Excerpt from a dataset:
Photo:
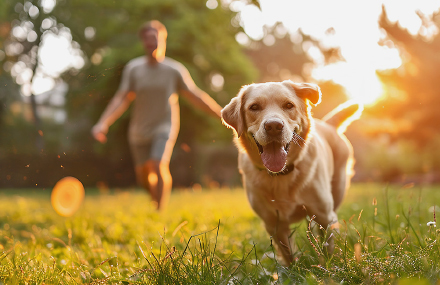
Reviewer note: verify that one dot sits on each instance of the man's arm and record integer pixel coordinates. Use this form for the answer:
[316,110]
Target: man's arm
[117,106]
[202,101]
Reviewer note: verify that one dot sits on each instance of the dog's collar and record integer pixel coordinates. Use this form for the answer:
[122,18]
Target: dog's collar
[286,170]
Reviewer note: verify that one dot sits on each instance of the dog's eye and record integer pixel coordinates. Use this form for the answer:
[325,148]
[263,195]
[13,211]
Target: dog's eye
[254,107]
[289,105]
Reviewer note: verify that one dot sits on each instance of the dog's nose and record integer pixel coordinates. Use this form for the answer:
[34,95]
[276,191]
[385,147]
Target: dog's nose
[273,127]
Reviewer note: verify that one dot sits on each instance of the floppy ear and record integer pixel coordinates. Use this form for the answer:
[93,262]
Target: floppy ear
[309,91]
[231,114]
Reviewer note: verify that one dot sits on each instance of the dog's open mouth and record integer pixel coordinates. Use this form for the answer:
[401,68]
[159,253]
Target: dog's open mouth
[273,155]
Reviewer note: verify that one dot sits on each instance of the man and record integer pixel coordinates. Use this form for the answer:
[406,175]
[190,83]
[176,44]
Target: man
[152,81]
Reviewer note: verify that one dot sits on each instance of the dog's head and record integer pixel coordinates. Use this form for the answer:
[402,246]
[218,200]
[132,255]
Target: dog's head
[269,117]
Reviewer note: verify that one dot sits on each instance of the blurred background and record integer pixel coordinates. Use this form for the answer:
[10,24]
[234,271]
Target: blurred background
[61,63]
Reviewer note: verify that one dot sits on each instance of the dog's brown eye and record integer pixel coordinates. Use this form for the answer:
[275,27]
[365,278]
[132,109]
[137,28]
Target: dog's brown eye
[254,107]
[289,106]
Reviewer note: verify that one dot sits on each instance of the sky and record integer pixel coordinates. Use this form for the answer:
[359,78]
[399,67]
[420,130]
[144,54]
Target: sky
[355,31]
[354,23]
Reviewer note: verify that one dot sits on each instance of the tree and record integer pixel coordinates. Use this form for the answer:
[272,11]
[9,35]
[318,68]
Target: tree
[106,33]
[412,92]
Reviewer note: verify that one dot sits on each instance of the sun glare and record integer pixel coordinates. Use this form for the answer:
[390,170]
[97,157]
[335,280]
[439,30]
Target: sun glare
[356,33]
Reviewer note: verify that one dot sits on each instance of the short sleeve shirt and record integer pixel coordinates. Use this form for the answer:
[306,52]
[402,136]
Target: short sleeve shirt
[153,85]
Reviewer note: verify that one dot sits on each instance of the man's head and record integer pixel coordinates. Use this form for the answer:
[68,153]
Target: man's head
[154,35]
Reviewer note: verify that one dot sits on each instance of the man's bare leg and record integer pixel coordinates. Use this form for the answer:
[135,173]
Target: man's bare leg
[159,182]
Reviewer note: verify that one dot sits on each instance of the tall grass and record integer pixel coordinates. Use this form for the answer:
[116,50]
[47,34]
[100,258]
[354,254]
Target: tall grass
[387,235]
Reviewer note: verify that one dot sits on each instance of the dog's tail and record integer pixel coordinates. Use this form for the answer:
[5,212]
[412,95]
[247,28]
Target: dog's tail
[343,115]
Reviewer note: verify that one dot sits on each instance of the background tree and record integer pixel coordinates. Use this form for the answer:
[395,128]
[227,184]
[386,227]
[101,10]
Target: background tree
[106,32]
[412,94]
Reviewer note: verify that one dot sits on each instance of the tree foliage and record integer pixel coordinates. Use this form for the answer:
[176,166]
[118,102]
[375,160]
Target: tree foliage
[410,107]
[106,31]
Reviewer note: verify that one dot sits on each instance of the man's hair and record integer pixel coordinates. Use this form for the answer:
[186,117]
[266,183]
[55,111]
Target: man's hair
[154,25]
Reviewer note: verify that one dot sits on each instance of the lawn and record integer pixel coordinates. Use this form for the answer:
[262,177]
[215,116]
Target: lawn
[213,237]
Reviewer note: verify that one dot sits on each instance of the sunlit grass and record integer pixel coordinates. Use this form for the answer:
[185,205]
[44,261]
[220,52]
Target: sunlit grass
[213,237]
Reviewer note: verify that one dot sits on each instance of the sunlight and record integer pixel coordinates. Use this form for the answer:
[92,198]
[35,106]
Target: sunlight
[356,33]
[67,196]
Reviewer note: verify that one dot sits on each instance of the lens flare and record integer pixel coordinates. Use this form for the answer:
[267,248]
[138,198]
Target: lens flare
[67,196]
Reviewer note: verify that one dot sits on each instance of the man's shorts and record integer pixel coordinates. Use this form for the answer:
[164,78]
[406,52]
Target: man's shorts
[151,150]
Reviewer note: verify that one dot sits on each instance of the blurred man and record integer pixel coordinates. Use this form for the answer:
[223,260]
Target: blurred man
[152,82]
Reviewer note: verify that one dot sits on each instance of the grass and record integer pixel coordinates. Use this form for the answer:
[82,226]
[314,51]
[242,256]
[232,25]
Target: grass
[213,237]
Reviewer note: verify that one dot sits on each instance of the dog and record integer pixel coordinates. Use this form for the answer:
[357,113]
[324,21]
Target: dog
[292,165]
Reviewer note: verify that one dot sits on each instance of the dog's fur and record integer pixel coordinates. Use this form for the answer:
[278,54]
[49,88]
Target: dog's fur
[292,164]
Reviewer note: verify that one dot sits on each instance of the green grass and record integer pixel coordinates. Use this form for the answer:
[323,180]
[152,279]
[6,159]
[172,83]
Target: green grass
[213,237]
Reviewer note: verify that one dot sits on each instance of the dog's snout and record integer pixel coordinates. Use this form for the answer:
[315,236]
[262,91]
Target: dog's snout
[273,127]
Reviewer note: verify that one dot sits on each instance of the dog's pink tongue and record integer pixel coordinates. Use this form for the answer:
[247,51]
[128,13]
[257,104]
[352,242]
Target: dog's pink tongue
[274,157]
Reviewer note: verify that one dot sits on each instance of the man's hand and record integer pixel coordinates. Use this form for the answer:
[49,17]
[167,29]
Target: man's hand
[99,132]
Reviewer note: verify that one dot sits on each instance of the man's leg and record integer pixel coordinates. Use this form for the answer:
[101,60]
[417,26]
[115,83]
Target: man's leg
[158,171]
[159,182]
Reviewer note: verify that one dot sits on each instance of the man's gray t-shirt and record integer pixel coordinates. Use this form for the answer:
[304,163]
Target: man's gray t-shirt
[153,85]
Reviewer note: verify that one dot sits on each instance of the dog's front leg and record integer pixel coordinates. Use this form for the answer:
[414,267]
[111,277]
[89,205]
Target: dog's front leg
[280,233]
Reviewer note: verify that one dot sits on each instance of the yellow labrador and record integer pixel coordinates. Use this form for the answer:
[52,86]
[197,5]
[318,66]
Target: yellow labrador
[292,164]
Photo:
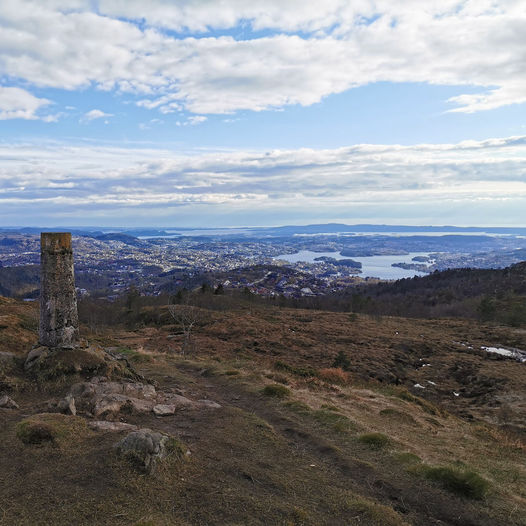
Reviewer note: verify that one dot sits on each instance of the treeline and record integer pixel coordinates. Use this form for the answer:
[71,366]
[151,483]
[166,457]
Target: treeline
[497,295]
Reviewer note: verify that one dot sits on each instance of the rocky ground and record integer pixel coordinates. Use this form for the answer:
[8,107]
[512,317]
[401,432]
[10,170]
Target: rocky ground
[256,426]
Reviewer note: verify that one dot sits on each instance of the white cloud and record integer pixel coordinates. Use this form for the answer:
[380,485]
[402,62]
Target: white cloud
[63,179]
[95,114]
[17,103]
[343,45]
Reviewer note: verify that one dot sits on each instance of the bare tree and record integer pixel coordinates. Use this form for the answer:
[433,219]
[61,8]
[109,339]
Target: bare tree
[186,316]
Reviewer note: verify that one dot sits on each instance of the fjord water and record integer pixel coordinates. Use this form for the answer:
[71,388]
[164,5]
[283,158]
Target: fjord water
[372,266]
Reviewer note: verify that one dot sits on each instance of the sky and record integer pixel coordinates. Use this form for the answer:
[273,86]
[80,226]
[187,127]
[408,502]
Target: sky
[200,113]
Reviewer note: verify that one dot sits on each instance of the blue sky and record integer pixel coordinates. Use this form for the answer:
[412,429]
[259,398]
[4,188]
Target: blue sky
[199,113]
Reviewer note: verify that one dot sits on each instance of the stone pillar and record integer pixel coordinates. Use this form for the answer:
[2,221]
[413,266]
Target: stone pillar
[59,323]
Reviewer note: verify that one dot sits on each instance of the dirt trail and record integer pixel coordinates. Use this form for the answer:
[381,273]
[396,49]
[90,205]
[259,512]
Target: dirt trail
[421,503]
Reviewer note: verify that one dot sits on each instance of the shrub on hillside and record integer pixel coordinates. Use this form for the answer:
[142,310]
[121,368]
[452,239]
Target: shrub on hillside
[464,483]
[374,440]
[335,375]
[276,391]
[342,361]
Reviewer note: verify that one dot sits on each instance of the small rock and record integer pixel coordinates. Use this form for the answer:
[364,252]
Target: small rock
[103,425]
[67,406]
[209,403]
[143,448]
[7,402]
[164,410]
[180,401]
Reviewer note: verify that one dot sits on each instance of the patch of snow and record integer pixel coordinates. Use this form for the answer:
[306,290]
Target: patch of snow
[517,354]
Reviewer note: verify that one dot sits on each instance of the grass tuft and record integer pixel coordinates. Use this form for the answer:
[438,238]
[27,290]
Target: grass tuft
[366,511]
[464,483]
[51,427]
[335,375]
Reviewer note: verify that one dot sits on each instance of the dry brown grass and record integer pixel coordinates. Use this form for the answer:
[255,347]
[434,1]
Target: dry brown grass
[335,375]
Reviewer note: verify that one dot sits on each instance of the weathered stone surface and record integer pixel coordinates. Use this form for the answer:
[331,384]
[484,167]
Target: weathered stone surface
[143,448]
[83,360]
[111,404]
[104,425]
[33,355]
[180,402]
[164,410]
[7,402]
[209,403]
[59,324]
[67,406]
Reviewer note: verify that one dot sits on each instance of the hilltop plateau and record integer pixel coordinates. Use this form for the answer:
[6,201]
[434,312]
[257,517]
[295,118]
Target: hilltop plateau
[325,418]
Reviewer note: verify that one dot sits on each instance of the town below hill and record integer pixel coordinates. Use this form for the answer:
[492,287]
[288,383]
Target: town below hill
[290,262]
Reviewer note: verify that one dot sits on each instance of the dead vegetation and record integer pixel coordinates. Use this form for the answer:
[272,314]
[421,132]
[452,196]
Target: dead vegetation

...

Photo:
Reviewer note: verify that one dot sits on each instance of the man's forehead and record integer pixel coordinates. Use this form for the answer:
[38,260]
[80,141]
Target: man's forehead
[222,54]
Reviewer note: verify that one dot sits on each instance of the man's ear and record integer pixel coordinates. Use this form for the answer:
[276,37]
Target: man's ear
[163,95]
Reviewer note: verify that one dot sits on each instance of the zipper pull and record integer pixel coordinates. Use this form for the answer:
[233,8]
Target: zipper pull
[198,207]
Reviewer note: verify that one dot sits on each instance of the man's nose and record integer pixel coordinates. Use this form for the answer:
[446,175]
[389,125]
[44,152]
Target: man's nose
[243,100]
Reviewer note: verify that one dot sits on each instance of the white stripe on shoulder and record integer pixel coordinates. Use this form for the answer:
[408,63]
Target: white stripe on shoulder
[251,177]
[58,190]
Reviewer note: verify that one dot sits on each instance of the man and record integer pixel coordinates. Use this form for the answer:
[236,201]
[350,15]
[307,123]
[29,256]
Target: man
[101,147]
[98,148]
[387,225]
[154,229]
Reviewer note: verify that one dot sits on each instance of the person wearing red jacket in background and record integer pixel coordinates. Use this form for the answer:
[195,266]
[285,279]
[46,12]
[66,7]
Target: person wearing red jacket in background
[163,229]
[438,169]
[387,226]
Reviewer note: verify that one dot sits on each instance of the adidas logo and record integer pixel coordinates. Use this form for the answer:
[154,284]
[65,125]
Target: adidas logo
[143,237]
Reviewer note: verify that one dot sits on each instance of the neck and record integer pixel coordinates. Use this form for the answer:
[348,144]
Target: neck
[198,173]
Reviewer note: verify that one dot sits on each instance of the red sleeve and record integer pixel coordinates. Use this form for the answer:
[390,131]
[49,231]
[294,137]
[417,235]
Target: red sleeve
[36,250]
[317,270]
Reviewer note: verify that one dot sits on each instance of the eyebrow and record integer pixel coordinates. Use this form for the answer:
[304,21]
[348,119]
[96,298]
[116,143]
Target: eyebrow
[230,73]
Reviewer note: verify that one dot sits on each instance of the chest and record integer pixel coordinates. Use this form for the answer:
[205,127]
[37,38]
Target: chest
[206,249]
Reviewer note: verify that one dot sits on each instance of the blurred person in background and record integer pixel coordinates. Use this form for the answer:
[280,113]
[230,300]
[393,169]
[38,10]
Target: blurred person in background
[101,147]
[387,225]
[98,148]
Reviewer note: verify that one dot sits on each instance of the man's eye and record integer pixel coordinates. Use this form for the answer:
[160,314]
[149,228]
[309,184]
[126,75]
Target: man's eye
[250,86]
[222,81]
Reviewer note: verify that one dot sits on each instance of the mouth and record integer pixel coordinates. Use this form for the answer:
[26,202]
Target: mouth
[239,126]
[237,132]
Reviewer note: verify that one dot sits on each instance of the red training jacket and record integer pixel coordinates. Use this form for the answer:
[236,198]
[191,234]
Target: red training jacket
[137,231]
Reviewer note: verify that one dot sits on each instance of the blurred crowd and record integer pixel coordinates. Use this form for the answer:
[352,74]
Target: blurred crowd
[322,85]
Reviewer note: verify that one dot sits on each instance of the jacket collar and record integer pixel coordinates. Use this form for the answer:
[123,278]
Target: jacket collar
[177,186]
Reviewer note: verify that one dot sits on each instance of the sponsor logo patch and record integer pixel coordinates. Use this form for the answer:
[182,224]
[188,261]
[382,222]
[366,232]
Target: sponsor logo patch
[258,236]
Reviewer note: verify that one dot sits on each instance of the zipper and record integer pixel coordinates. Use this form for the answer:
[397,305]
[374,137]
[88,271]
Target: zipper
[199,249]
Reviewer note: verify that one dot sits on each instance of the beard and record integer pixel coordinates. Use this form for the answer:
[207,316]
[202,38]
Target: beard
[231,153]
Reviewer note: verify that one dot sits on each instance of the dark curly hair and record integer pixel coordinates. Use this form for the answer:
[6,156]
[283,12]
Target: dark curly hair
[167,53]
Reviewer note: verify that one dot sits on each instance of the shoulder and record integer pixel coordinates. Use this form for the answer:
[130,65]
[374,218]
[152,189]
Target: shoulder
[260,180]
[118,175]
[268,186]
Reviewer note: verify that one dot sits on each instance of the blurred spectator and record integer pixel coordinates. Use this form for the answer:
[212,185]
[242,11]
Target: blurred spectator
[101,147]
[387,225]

Aim of the exercise:
Identify every line in the items above that contains the word "plateau" and copy each one. Match case exactly.

Answer to this exercise:
Reviewer note: verify that one dot sits on each instance of the hilltop plateau and record integer pixel coordinates. Use this form for the answer:
Target: hilltop plateau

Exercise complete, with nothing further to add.